- _Exercise directions_: The answer must be every record below, reproduced exactly.

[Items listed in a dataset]
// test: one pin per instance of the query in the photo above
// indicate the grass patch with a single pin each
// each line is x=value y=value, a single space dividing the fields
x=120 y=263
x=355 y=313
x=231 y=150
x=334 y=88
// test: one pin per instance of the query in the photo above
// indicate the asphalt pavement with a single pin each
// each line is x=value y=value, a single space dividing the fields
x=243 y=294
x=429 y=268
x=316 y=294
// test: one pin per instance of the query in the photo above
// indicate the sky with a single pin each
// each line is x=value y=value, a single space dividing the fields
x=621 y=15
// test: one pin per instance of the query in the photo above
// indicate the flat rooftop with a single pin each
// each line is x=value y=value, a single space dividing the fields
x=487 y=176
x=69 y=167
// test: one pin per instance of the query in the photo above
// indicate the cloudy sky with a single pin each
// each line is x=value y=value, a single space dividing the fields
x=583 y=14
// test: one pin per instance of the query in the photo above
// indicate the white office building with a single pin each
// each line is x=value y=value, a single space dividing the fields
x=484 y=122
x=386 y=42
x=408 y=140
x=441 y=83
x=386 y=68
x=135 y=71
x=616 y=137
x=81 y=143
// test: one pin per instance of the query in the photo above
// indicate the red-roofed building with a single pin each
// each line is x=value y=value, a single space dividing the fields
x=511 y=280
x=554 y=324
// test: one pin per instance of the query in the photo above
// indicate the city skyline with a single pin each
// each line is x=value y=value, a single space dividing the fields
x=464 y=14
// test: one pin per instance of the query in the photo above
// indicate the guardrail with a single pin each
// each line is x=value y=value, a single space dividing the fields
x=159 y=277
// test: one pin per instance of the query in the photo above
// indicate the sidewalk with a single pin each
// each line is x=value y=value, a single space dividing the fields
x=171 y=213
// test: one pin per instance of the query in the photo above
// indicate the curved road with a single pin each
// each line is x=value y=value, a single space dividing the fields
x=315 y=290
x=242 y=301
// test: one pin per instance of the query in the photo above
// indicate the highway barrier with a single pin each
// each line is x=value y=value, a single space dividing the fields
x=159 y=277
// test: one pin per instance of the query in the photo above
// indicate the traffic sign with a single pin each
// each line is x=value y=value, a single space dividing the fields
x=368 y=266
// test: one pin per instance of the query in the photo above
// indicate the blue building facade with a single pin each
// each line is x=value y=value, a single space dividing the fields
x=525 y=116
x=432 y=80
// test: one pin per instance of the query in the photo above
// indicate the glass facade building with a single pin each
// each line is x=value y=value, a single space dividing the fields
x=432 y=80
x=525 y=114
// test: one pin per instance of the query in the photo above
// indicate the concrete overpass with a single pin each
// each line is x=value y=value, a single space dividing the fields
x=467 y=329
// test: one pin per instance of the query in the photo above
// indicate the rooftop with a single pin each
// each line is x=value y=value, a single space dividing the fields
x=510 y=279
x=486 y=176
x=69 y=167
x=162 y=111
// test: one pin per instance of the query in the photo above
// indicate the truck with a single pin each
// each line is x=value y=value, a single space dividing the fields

- _Answer to this problem_:
// test: one pin per instance of the query in the photo above
// indicate the grass patch with a single pin each
// each line is x=value y=value, a single space dividing the fields
x=120 y=263
x=355 y=313
x=231 y=150
x=334 y=88
// test: one pin per instance of the query in the photo above
// indicate the asphalt pavement with a single pin each
// each line is x=value y=value, a single space dividing the fields
x=243 y=294
x=429 y=268
x=316 y=294
// test: one pin per instance of the query in the photo above
// indicate the sky with a single pin each
// each line is x=value y=value, a single space dividing the fields
x=621 y=15
// test: one pin per instance of the query in the photo above
// indicate the flat rooftop with a single pin each
// each line is x=value y=value, a single space dividing the fields
x=487 y=176
x=69 y=167
// test: one pin per instance of the query in the photo above
// indicate the cloudy sky with a single pin each
// each line is x=value y=value, a single space dividing the fields
x=583 y=14
// test: one pin per instance of the query in the photo above
// indicate the white office building with a single pin each
// each line is x=value y=value, a single space dividing the fields
x=484 y=122
x=386 y=42
x=408 y=140
x=441 y=83
x=386 y=68
x=135 y=71
x=616 y=137
x=81 y=143
// test: one pin per instance of the query in the photo above
// indicate the red-roofed building with a single pin each
// each line is x=value y=value, a single space dividing the fields
x=511 y=280
x=554 y=324
// test: one pin per instance of the query in the photo above
// indicate the city skyline with a single pin each
// each line is x=value y=value, a single space dividing the fields
x=464 y=14
// test: one pin per instance of the query in the photo above
// indicate the guardrail with a single pin each
// each line is x=value y=value, a single space dividing the fields
x=159 y=277
// test: one pin per instance of the query in the photo above
// indicate the sidewalk with a single pin each
// each line is x=value y=value, a single space dividing the fields
x=171 y=213
// test: one pin per instance of the query in the photo above
// indicate the curved road with a single pin each
// each line is x=value y=value, a single space dividing the fields
x=315 y=290
x=242 y=301
// test: one pin per instance of the query in the photo above
// indicate the highway barrier with a single pin each
// each line is x=value y=value, a single space dividing the fields
x=159 y=277
// test: one pin per instance of the query in the photo above
// indicate the traffic sign with a single pin each
// each line is x=value y=value, a single space dividing the fields
x=368 y=266
// test: one pin per instance of the query in the photo above
// indicate the blue building facade with a single pin each
// each line is x=value y=value, a single space dividing the fields
x=525 y=116
x=432 y=80
// test: one pin per instance of the query in the photo above
// indicate the glass facade building with a single pin each
// each line is x=value y=value, a single space dividing the fields
x=432 y=80
x=525 y=114
// test: one pin per instance of the query in the photo above
// indicate the concrete overpass with a single pin each
// each line is x=value y=value, a single space dividing the fields
x=467 y=329
// test: one pin per instance of the query in the photo above
// indicate the rooftop with a single pin each
// each line is x=value y=value, a single space dividing the fields
x=510 y=279
x=486 y=176
x=69 y=167
x=162 y=111
// test: one pin per instance of the query in the photo above
// indicate the truck with a single pin each
// each line is x=value y=value, a single space dividing the fields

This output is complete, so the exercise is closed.